Exercise description ::
Update the records starting at the line containing "of the marble" and ending at the line containing "M150 54L150 49L147": replace "statue in niche" with "statue in alcove" and leave everything else unchanged.

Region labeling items

============================================================

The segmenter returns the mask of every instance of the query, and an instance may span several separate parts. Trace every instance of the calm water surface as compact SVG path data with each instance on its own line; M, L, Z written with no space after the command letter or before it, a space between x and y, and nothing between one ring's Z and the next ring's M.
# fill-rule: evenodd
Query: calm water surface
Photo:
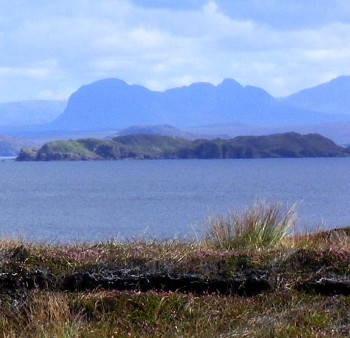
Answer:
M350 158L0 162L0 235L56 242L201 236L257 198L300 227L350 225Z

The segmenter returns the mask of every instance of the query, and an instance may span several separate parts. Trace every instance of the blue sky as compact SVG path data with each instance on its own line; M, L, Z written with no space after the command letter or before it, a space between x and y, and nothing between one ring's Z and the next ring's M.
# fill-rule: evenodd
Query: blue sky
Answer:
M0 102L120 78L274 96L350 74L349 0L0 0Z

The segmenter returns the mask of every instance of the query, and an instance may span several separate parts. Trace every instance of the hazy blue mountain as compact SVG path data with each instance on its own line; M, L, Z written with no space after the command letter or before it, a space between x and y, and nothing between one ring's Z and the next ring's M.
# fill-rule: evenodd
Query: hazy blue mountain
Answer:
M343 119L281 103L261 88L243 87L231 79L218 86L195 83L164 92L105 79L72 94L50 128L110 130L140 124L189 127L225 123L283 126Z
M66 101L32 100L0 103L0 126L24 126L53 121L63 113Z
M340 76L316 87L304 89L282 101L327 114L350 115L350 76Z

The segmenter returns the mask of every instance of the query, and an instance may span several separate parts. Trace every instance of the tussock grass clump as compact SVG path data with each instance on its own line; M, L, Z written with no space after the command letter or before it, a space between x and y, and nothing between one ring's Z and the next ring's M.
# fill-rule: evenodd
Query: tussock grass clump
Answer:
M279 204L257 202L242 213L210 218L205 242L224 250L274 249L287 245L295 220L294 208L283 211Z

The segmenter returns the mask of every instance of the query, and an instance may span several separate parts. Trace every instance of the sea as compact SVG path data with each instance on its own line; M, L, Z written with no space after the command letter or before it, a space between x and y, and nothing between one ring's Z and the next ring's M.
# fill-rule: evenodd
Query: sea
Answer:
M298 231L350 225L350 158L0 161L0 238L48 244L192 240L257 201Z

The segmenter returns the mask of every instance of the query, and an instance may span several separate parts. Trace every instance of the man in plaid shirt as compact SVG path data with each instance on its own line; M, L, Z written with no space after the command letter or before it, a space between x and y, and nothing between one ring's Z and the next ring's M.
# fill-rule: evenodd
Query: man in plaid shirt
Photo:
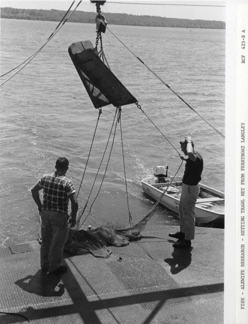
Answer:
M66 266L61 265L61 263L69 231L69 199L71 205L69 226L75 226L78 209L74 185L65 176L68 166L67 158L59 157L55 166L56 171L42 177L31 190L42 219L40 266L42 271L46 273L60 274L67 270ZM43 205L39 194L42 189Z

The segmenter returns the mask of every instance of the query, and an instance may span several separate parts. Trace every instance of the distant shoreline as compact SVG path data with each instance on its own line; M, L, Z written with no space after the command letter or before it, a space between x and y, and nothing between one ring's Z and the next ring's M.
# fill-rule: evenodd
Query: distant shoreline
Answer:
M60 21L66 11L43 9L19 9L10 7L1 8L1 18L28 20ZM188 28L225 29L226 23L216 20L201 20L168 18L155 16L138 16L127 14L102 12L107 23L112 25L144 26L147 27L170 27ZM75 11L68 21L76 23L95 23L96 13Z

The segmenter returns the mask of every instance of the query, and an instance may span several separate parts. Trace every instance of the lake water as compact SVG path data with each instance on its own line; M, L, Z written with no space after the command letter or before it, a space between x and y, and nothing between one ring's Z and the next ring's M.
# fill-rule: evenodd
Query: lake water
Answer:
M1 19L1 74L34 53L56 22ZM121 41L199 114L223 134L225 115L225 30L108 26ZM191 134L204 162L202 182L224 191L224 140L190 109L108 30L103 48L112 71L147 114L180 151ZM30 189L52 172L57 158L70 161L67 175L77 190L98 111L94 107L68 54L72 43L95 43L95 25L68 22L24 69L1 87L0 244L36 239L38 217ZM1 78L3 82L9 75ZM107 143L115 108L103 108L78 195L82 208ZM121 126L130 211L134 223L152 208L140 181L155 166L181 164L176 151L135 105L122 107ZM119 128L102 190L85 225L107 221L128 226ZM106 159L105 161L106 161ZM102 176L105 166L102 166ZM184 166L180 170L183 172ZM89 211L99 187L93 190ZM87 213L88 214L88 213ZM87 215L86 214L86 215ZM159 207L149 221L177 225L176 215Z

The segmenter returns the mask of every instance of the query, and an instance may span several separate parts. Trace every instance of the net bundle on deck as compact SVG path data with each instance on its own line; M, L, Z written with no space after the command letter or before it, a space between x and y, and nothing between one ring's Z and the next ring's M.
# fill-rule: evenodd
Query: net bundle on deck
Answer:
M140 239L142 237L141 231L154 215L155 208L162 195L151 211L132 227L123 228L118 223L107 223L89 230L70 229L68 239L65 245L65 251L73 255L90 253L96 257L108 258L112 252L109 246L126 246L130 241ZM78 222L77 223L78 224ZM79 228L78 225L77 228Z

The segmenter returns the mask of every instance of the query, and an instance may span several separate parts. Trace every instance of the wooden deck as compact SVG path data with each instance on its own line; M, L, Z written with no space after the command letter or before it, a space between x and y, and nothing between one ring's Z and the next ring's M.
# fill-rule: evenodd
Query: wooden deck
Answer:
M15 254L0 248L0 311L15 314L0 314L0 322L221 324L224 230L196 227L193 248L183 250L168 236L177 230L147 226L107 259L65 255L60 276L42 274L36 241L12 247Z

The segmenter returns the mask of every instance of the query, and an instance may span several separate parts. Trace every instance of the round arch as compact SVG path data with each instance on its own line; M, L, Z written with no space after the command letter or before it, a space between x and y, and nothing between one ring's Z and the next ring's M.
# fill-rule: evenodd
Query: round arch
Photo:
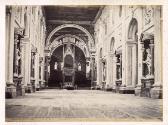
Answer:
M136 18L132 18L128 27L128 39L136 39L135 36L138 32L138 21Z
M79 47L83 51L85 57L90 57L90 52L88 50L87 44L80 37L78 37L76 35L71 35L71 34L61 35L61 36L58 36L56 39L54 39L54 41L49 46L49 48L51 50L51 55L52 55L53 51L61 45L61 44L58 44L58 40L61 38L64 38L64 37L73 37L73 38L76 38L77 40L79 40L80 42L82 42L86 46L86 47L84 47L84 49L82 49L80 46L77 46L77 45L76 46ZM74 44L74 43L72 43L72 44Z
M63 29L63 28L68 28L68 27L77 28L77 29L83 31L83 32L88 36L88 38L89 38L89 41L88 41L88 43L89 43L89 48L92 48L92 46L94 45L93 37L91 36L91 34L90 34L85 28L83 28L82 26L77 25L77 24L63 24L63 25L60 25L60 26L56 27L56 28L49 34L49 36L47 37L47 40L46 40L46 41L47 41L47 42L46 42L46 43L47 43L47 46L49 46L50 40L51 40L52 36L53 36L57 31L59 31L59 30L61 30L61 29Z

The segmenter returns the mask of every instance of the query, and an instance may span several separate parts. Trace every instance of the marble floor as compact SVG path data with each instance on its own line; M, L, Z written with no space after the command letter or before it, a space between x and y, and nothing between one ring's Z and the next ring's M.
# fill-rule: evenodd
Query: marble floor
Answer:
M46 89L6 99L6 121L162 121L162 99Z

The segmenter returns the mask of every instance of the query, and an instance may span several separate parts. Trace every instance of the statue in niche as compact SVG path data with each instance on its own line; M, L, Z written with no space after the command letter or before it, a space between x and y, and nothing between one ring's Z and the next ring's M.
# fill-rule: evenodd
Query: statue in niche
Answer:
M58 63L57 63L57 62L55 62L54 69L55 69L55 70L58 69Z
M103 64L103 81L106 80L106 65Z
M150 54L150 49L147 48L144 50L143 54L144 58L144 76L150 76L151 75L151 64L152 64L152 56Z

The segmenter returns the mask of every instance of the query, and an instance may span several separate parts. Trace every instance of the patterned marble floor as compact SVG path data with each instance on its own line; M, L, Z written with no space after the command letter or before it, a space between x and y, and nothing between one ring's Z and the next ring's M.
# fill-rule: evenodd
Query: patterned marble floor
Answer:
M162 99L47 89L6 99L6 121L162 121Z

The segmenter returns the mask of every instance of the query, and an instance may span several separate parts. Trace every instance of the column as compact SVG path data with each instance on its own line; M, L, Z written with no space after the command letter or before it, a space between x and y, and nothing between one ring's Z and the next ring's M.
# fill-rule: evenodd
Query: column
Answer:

============================================================

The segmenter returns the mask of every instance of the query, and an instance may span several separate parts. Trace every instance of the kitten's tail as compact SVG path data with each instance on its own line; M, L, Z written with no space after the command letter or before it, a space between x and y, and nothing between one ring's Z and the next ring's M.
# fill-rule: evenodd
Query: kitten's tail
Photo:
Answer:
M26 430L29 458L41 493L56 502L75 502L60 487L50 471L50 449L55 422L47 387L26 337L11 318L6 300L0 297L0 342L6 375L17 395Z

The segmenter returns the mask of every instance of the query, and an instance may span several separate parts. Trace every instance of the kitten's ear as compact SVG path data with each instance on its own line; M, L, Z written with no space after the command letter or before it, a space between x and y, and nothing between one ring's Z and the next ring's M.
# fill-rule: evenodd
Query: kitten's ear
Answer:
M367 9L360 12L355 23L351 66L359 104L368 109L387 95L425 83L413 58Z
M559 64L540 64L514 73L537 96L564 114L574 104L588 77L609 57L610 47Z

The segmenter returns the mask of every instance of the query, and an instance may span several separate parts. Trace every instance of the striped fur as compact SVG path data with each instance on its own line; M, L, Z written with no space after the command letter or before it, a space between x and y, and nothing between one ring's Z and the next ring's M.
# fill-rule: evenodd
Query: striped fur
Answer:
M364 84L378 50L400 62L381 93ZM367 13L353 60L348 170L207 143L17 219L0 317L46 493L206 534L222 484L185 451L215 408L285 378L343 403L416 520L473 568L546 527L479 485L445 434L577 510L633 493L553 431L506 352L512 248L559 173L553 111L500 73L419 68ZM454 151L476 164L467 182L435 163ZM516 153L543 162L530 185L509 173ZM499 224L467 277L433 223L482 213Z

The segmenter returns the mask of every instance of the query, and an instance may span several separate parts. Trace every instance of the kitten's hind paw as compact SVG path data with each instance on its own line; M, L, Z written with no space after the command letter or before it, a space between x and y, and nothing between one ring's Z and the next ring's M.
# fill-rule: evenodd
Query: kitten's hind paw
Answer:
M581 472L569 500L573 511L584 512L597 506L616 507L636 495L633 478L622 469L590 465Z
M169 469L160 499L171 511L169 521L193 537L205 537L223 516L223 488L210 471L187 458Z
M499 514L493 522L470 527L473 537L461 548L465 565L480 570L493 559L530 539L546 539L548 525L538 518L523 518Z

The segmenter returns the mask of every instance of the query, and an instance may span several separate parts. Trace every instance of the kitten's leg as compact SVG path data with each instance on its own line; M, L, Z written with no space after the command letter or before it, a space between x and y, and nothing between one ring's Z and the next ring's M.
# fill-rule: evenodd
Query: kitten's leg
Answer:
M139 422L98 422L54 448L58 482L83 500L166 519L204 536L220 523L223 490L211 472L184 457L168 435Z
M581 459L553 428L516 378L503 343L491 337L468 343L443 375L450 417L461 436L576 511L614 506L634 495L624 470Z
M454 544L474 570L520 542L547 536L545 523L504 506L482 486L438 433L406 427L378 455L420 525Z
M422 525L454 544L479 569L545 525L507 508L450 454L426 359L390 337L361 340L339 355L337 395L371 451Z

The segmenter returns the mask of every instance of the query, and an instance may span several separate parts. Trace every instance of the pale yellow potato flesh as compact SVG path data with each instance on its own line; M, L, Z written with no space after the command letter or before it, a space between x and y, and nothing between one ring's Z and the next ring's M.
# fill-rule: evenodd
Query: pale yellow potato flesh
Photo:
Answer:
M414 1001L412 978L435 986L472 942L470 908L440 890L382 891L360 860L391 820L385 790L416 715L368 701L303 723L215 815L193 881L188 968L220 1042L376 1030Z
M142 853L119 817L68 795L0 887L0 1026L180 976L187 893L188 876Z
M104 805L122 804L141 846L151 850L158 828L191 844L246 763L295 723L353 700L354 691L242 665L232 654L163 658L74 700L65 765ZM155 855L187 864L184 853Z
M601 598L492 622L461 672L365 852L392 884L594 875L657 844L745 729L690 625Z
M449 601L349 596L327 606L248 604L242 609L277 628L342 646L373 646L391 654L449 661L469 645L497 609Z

============================================================

Exercise response ::
The segmenter returns the mask of every instance of the query, and an instance may span several separate parts. Trace every instance of the marble floor as compact SVG path data with each instance on its own line; M, L, Z written with no space after the command letter or before it, a space between x and y, and nothing between one ring's Z and the next ring's M.
# fill-rule: evenodd
Query: marble floor
Answer:
M46 89L6 99L6 121L162 121L162 99Z

The segmenter returns the mask of every instance of the query, and an instance may span several separate parts. Trace every instance of the statue in alcove as compact SVG path data with each instance on its own line; M, L, Z written with no space after the command letter or before it, a space between x and y, and nothing between one ring's Z and the next ring's M.
# fill-rule: evenodd
Query: statue in alcove
Answer:
M58 63L57 63L57 62L55 62L54 69L55 69L55 70L58 69Z
M103 64L103 81L106 80L106 65Z
M150 54L150 49L147 48L144 50L143 54L144 58L144 76L150 76L151 75L151 64L152 64L152 56Z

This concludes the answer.